**WRITTEN TASKS**
1. Copy the studio course page word for word, from "Théorie et critique" to "Case of Lausanne.".
2. Using the studio course page, list each type of session that requires every group to attend.

**EXCERPT TO READ**
-----
Théorie et critique du projet BA6 (Malterre-Barthes)
AR-302(ah) / 10 crédits
Enseignant: Malterre-Barthes Charlotte
Langue: Anglais
Withdrawal: It is not allowed to withdraw from this subject after the registration deadline.
Remark: Inscription faite par la section
Summary
Construction is one of the main drivers of global warming and of environmental and social damage. Yet, we need homes, schools. Suspending new building activity, with Lausanne as a case study, the studio seeks to work out alternatives and pave the way toward an insurgent design practice.
Content
Stop Building!
A Moratorium on New Construction- The Case of Lausanne.
Spring 2023 Design Studio
Mondays and Tuesdays
9:00-18:00
Location: TBD
Instructors:
Charlotte Malterre-Barthes
charlotte.malterrebarthes@epfl.ch
Kathlyn Kao
kathlyn.kao@epfl.ch
Teaching Format:
Depending on enrollment, students will work in groups of two/three after the first week. Each desk crit will require the attendance of at least (2) student groups for peer-to-peer feedback. Desk crits will happen on a weekly or bi-weekly basis. All group attendance is required for episode reviews, guest lectures, mid-term and final reviews. Note that some of the lectures may be online.
Course Description:
"I don't think so honey, construction. What are you doing? We have enough buildings for the rest of humanity, this is actually true, there is enough space for every person in this world to be housed."[1] Bowen Yang and Matt Rogers, "I Don't Think So Honey: Construction!," in Las Culturistas with Matt Rogers and Bowen Yang, ed. Bowen Yang (New York: Big Money Players, 2021).
The construction sector is one of the main drivers of raw material extraction and global warming, and as direct or indirect consequences, generates relentless environmental and social destruction. The UN's Intergovernmental Panel on Climate Change (IPCC) report is unequivocal: " We are not on track to achieve a climate resilient, sustainable world."[2] However, long term, the industry is expected to grow steadily, only slowed by rising energy prices and commodity shortages. Despite vehemently claiming agendas of 'net- zero' and 'sustainable construction,' the sector is trapped in a cul-de-sac trope of 'clean capitalism,' showing more abilities in developing PR strategies rather than real alternative models.[3] So, if we admit the identity-shattering posit that construction can never be sustainable, how to respond to housing needs? This studio intends to face the music.
-----
**DATA EXCERPT**

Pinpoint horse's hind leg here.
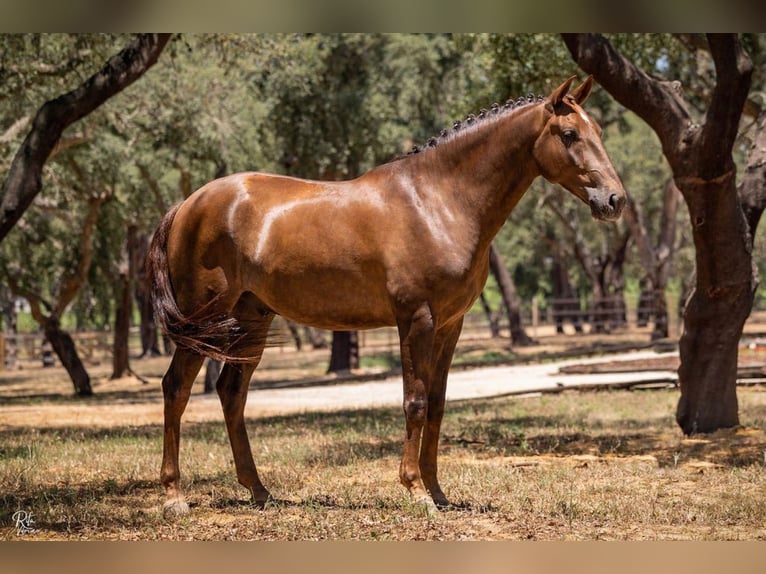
-----
**SOLUTIONS PER TASK**
1.
Théorie et critique du projet BA6 (Malterre-Barthes)
AR-302(ah) / 10 crédits
Enseignant: Malterre-Barthes Charlotte
Langue: Anglais
Withdrawal: It is not allowed to withdraw from this subject after the registration deadline.
Remark: Inscription faite par la section
Summary
Construction is one of the main drivers of global warming and of environmental and social damage. Yet, we need homes, schools. Suspending new building activity, with Lausanne as a case study, the studio seeks to work out alternatives and pave the way toward an insurgent design practice.
Content
Stop Building!
A Moratorium on New Construction- The Case of Lausanne.

2.
- Episode reviews
- Guest lectures
- Mid-term reviews
- Final reviews